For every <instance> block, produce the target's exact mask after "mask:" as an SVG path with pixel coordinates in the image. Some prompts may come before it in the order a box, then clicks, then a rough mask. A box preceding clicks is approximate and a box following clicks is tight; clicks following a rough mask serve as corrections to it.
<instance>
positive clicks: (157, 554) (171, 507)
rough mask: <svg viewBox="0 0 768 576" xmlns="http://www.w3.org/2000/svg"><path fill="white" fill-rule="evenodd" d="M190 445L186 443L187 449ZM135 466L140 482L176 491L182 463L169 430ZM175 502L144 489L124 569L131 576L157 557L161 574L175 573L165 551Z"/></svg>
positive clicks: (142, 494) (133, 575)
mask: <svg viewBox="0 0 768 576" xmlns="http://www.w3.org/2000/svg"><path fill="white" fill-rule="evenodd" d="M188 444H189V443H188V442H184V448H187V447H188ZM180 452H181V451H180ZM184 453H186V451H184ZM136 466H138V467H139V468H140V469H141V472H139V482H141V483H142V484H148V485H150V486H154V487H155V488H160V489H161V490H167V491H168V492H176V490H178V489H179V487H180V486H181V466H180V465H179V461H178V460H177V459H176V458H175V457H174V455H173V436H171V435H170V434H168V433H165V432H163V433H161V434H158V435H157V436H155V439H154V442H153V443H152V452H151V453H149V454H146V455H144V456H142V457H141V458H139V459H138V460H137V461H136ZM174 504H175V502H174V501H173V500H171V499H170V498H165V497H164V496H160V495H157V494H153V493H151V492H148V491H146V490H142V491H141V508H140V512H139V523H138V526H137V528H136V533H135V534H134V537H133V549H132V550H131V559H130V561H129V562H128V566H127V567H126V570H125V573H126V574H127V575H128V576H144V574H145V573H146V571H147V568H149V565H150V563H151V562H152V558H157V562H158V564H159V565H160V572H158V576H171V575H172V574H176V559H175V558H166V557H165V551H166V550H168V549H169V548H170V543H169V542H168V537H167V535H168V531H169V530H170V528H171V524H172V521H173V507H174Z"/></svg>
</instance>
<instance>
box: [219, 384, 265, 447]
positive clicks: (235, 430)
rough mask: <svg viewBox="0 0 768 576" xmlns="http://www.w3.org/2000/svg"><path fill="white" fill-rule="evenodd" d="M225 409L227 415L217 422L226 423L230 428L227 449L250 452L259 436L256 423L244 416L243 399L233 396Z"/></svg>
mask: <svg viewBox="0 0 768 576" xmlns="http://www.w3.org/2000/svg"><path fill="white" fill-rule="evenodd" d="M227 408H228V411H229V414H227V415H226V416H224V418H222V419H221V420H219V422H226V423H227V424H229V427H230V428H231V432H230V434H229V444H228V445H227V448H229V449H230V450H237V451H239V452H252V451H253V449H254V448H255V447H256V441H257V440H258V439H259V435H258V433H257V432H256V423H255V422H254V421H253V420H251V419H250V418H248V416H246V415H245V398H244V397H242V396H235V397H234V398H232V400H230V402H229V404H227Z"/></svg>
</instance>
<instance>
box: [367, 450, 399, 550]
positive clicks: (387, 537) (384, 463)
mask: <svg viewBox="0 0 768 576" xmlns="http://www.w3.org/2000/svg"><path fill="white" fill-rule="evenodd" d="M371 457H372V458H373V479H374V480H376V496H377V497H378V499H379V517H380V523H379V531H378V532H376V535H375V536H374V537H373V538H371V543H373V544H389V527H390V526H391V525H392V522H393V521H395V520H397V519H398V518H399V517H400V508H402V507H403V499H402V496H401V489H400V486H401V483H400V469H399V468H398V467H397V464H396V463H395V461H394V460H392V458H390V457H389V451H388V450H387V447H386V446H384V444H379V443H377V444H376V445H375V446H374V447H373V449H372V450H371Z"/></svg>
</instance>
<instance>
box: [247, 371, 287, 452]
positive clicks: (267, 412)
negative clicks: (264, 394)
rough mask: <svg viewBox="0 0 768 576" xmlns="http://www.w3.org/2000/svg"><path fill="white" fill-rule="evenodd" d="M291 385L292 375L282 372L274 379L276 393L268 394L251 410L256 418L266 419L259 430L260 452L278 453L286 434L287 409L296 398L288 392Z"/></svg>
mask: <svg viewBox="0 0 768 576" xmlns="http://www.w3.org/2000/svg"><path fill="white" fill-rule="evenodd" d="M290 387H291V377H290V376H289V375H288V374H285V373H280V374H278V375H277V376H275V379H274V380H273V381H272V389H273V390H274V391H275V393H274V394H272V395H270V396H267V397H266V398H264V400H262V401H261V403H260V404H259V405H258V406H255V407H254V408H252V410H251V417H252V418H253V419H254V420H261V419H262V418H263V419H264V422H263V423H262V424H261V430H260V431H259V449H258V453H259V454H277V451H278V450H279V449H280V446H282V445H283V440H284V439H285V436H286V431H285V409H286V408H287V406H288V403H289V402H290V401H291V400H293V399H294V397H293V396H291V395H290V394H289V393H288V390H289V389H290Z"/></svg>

_ _ _ _ _

### What to produce:
Copy out all the records exactly.

### Exercise answer:
For every <instance> block, produce the target's exact mask after "mask:" as an SVG path with pixel coordinates in the image. Some prompts may come before it in the order a box, then clicks, then a rough mask. A box preceding clicks is approximate and a box following clicks is tight; clicks following a rough mask serve as corrections to it.
<instance>
positive clicks: (157, 554) (171, 507)
rough mask: <svg viewBox="0 0 768 576" xmlns="http://www.w3.org/2000/svg"><path fill="white" fill-rule="evenodd" d="M190 445L186 443L187 449ZM135 466L140 482L176 491L182 463L169 430ZM175 502L144 489L124 569L131 576L157 557L161 574L175 573L165 551Z"/></svg>
positive clicks: (142, 494) (133, 575)
mask: <svg viewBox="0 0 768 576" xmlns="http://www.w3.org/2000/svg"><path fill="white" fill-rule="evenodd" d="M188 444H189V443H188V442H184V448H187V447H188ZM180 452H181V451H180ZM184 453H186V451H184ZM136 466H138V467H139V468H140V469H141V472H139V482H141V483H142V484H148V485H150V486H154V487H155V488H160V489H161V490H167V491H168V492H176V490H178V489H179V487H180V486H181V466H180V465H179V461H178V460H177V459H176V458H175V457H174V455H173V436H171V435H170V434H168V433H165V432H163V433H161V434H158V435H157V436H155V439H154V442H153V443H152V452H151V453H149V454H146V455H144V456H142V457H141V458H139V459H138V460H137V461H136ZM174 504H175V502H174V501H173V500H171V499H170V498H165V497H164V496H160V495H157V494H153V493H151V492H148V491H146V490H142V491H141V508H140V512H139V523H138V526H137V528H136V533H135V534H134V537H133V549H132V550H131V559H130V561H129V562H128V566H127V567H126V570H125V573H126V574H127V575H128V576H144V574H145V573H146V571H147V568H149V565H150V563H151V562H152V558H157V562H158V564H159V565H160V572H158V576H171V575H172V574H176V559H175V558H166V557H165V551H166V550H168V549H169V548H170V543H169V542H168V537H167V535H168V531H169V530H170V528H171V524H172V521H173V507H174Z"/></svg>
</instance>
<instance>
box: [219, 384, 265, 447]
positive clicks: (235, 430)
rough mask: <svg viewBox="0 0 768 576" xmlns="http://www.w3.org/2000/svg"><path fill="white" fill-rule="evenodd" d="M225 409L227 415L217 422L226 423L230 428L227 449L250 452L259 436L256 423L244 416L243 399L233 396Z"/></svg>
mask: <svg viewBox="0 0 768 576" xmlns="http://www.w3.org/2000/svg"><path fill="white" fill-rule="evenodd" d="M227 408H228V411H229V414H227V415H226V416H224V418H222V419H221V420H219V422H226V423H227V424H229V427H230V428H231V432H230V434H229V444H228V445H227V448H229V449H230V450H237V451H239V452H252V451H253V449H254V448H255V447H256V441H257V440H258V439H259V435H258V433H257V432H256V423H255V422H254V421H253V420H251V419H250V418H248V416H246V415H245V398H244V397H242V396H235V397H234V398H232V400H230V402H229V404H227Z"/></svg>
</instance>
<instance>
box: [367, 450, 399, 550]
positive clicks: (387, 537) (384, 463)
mask: <svg viewBox="0 0 768 576" xmlns="http://www.w3.org/2000/svg"><path fill="white" fill-rule="evenodd" d="M371 457H372V458H373V479H374V480H376V496H377V497H378V499H379V517H380V523H379V531H378V532H376V535H375V536H374V537H373V538H371V543H373V544H389V527H390V526H391V525H392V522H393V521H395V520H397V519H398V518H399V517H400V508H402V507H403V499H402V496H401V489H400V486H401V483H400V469H399V468H398V467H397V464H396V463H395V461H394V460H392V458H390V457H389V451H388V450H387V447H386V446H384V444H379V443H377V444H376V445H375V446H374V447H373V449H372V450H371Z"/></svg>
</instance>
<instance>
box: [247, 371, 287, 452]
positive clicks: (267, 412)
negative clicks: (264, 394)
rough mask: <svg viewBox="0 0 768 576" xmlns="http://www.w3.org/2000/svg"><path fill="white" fill-rule="evenodd" d="M291 385L292 375L282 372L274 379L276 393L268 394L251 410L256 418L266 419L259 430L260 452L278 453L286 434L287 409L296 398L288 392Z"/></svg>
mask: <svg viewBox="0 0 768 576" xmlns="http://www.w3.org/2000/svg"><path fill="white" fill-rule="evenodd" d="M290 387H291V377H290V376H289V375H288V374H285V373H280V374H278V375H277V376H275V379H274V380H273V381H272V389H273V390H274V391H275V393H274V394H272V395H270V396H267V397H266V398H264V400H262V401H261V403H260V404H259V405H258V406H255V407H254V408H252V410H251V417H252V418H253V419H254V420H261V419H262V418H263V419H264V422H263V423H262V424H261V430H260V431H259V449H258V453H259V454H277V451H278V450H279V449H280V446H282V445H283V440H284V439H285V436H286V431H285V409H286V408H287V406H288V403H289V402H290V401H291V400H293V399H294V397H293V396H291V395H290V394H289V393H288V390H289V389H290Z"/></svg>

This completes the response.